What is needed — Rewrite the entries below with "pointer" replaced by "locator" and everything else left unchanged.

Records for the exercise —
-*-

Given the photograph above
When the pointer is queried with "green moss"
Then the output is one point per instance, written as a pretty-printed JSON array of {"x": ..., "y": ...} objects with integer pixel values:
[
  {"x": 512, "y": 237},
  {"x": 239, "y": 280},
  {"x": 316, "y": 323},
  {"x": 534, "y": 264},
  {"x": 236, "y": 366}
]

-*-

Solution below —
Given the photograph above
When the locator is queried with "green moss"
Then the output is one point per instance, written as a pretty-printed JSON array of {"x": ..., "y": ...} objects with integer pixel values:
[
  {"x": 512, "y": 237},
  {"x": 239, "y": 280},
  {"x": 316, "y": 323},
  {"x": 534, "y": 264},
  {"x": 236, "y": 366}
]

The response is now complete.